● Task directions:
Could you quote, exactly as they stand, the lines running from the one with "Could you kindly point to the ribbed cuff" to the final line of the material?

**** Records to process

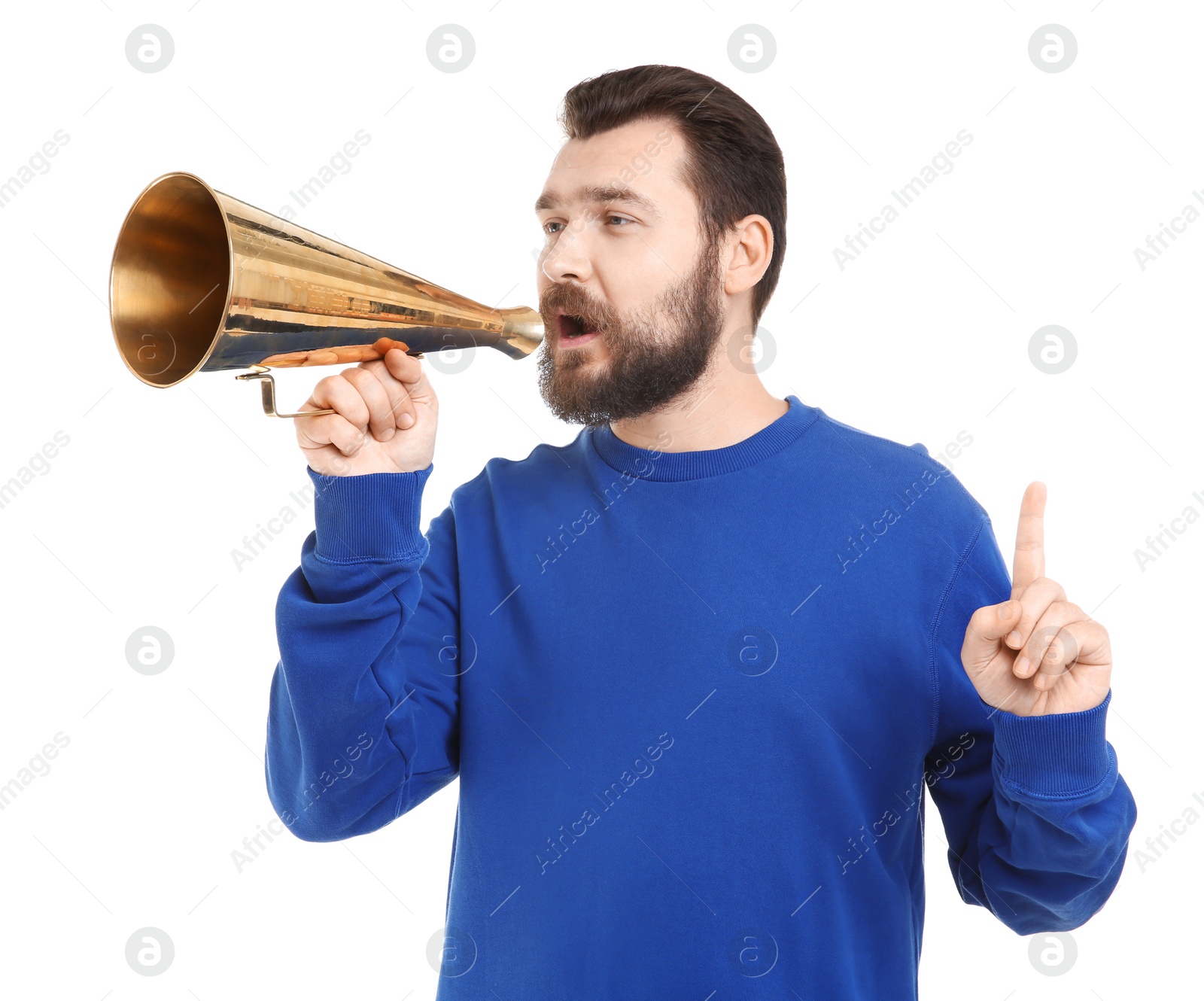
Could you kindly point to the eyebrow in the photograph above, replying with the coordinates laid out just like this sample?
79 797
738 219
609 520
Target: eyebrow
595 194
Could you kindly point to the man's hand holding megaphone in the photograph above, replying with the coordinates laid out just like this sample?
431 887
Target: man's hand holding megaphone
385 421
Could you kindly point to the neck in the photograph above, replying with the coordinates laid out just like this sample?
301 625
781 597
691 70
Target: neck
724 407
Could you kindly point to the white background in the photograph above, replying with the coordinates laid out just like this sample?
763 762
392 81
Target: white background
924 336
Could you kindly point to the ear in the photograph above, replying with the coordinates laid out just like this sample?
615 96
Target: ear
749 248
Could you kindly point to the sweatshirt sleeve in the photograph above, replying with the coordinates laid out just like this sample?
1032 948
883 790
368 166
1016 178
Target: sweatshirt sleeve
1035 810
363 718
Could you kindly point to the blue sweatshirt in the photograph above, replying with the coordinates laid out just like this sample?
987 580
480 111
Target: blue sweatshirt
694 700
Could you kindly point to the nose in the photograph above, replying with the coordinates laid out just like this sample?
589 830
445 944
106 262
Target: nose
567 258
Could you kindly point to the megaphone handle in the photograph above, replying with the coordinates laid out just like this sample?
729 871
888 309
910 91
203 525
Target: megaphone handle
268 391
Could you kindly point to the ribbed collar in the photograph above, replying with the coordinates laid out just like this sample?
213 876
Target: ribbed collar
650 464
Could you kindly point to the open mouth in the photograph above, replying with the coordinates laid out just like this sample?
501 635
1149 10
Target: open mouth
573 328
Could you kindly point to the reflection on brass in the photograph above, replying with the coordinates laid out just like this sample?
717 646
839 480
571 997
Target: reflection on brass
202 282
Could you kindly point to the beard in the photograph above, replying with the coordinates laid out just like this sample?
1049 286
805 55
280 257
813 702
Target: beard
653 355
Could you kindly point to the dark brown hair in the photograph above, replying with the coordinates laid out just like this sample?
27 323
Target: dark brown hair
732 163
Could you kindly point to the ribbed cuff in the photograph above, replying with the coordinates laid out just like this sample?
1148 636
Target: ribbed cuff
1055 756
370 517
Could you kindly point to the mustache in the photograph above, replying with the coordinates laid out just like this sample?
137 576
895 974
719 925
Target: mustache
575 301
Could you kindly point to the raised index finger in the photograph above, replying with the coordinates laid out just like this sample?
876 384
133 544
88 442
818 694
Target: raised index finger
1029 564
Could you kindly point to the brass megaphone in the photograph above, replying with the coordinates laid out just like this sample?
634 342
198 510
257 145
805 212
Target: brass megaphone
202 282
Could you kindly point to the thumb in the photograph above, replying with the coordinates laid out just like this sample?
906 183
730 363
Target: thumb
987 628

********

● Exercise response:
Could you kindly point to the ribbed cuff in the photograph above, replying with the coordinates laid out just like this sample?
1148 636
Target: ribbed cuff
1055 756
370 517
Could you kindly point to the mustache in the photograph above, replying with the coordinates laid out just like this sample?
137 576
895 974
719 925
Target: mustache
575 301
Could you kindly point to the raised index finger in the photograph above, replying with the coordinates laid out just like this sample?
876 384
133 544
88 442
818 694
Target: raised index finger
1029 564
Could you kindly point to the brass megaphone in the photograph above, replying with the coordinates laid out just like this sample?
634 342
198 510
257 145
805 212
Target: brass megaphone
202 282
Could you kindly point to the thumb in the photograph above, replying with the coordinates laid out just like this sample?
906 183
730 363
Target: thumb
987 628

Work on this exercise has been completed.